=== SOURCE EXCERPT ===
—————

Re: [CODE4LIB] Looking for Ideas on Line Breaks in OCR Text

2015-08-04 Thread Matt Sherman
I am on Windows machines, so I don't have quite the easy access to
that useful command.  Someone had earlier put the OCR in a doc file so
I've been playing with that more than with the raw PDF OCR.

On Tue, Aug 4, 2015 at 8:19 AM, Scancella, John  wrote:
> Matt,
>
> There are probably a dozen ways to do this, but it would be really helpful to 
> know what operating system you are on? For example, if you are using Linux, 
> you can run it through sed using
>   cat  | sed 's/\n//' >> 
> see http://stackoverflow.com/a/800644/2896744 for more info
> 
> From: Code for Libraries [[email protected]] On Behalf Of Matt Sherman 
> [[email protected]]
> Sent: Monday, August 03, 2015 10:29 PM
> To: [email protected]
> Subject: [CODE4LIB] Looking for Ideas on Line Breaks in OCR Text
>
> Hi Code4Lib folks,
>
> I was wondering if anyone had some experience cleaning up OCR text.
> Particularly I am trying to figure out how I can deal with the random
> line breaks that come from OCR.  I am trying to parse out a
> bibliography with regex.  I think I've figured out which queries I
> need to run to break it up so I can make it into a tab delimited text
> file but I noticed that the text does the classic thing of OCR
> inserting line breaks where they physically are on the page.  This
> will obviously be a bit of an issue since it would break the
> annotation into a bunch of lines rather than leaving it one block so I
> can manipulate it into a database.  So I am wondering if anyone who
> has worked with OCR text before has a suggested way to clean up those
> line breaks without doing 300 + pages by hand?  Any thoughts would be
> welcome.
>
> Matt Sherman


Re: [CODE4LIB] Looking for Ideas on Line Breaks in OCR Text

2015-08-04 Thread Scancella, John
Matt,

There are probably a dozen ways to do this, but it would be really helpful to 
know what operating system you are on? For example, if you are using Linux, you 
can run it through sed using 
  cat  | sed 's/\n//' >> 
see http://stackoverflow.com/a/800644/2896744 for more info

From: Code for Libraries [[email protected]] On Behalf Of Matt Sherman 
[[email protected]]
Sent: Monday, August 03, 2015 10:29 PM
To: [email protected]
Subject: [CODE4LIB] Looking for Ideas on Line Breaks in OCR Text

Hi Code4Lib folks,

I was wondering if anyone had some experience cleaning up OCR text.

—————

=== RECORDED DATA ===

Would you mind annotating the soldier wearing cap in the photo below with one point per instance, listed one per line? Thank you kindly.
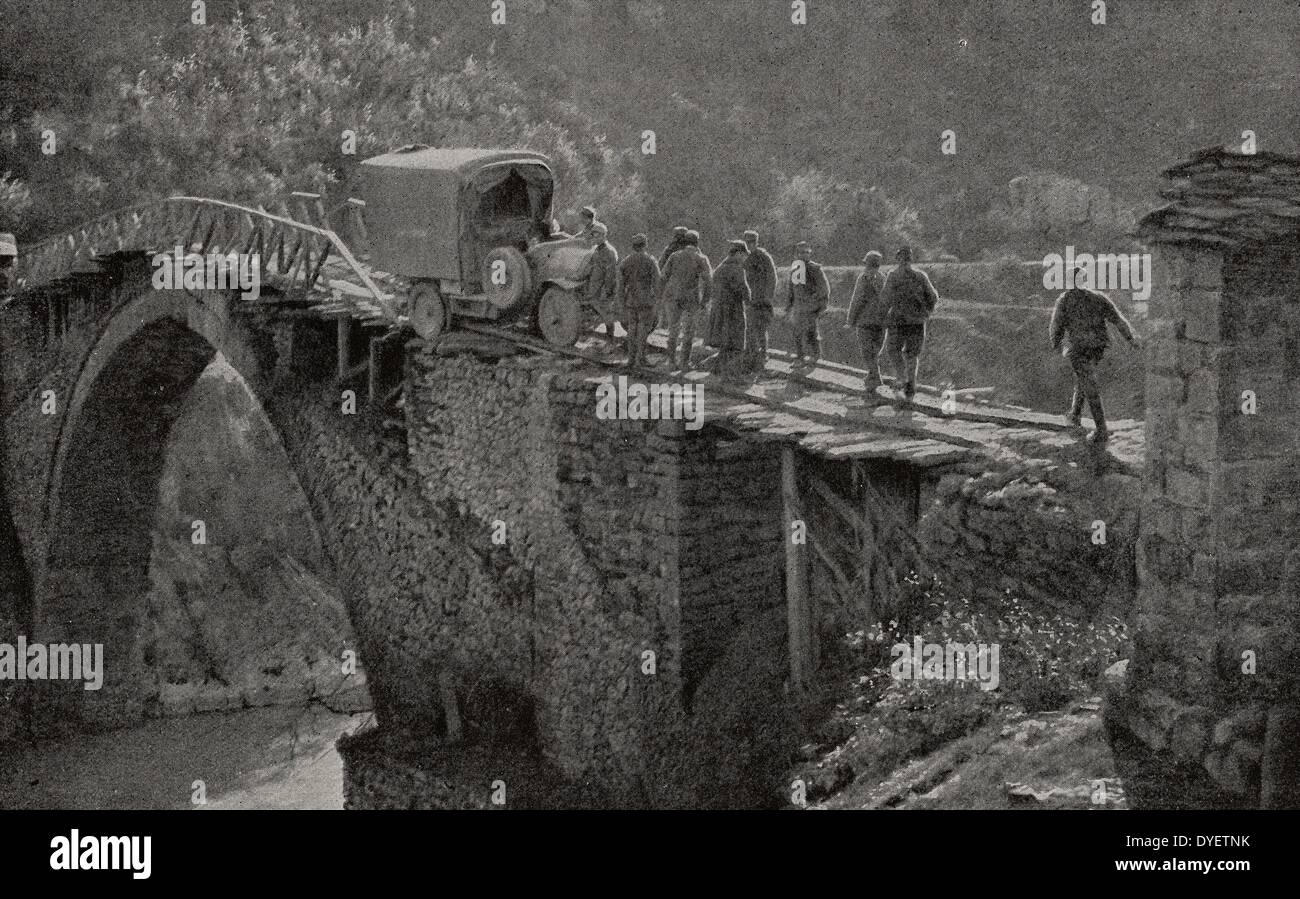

—————

=== EXERCISE TASK A ===
In the thread on OCR line breaks, which operating system does Matt Sherman say he uses?
=== EXERCISE TASK B ===
Pick up the thread on line breaks in OCR text after its last sentence and keep writing.

=== EXERCISE OUTPUT A ===
Windows

=== EXERCISE OUTPUT B ===
Particularly I am trying to figure out how I can deal with the random
line breaks that come from OCR.  I am trying to parse out a
bibliography with regex.  I think I've figured out which queries I
need to run to break it up so I can make it into a tab delimited text
file but I noticed that the text does the classic thing of OCR
inserting line breaks where they physically are on the page.  This
will obviously be a bit of an issue since it would break the
annotation into a bunch of lines rather than leaving it one block so I
can manipulate it into a database.  So I am wondering if anyone who
has worked with OCR text before has a suggested way to clean up those
line breaks without doing 300 + pages by hand?  Any thoughts would be
welcome.

Matt Sherman


[CODE4LIB] Looking for Ideas on Line Breaks in OCR Text

2015-08-03 Thread Matt Sherman
Hi Code4Lib folks,

I was wondering if anyone had some experience cleaning up OCR text.
Particularly I am trying to figure out how I can deal with the random
line breaks that come from OCR.  I am trying to parse out a
bibliography with regex.  I think I've figured out which queries I
need to run to break it up so I can make it into a tab delimited text
file but I noticed that the text does the classic thing of OCR
inserting line breaks where they physically are on the page.  This
will obviously be a bit of an issue since it would break the
annotation into a bunch of lines rather than leaving it one block so I
can manipulate it into a database.  So I am wondering if anyone who
has worked with OCR text before has a suggested way to clean up those
line breaks without doing 300 + pages by hand?  Any thoughts would be
welcome.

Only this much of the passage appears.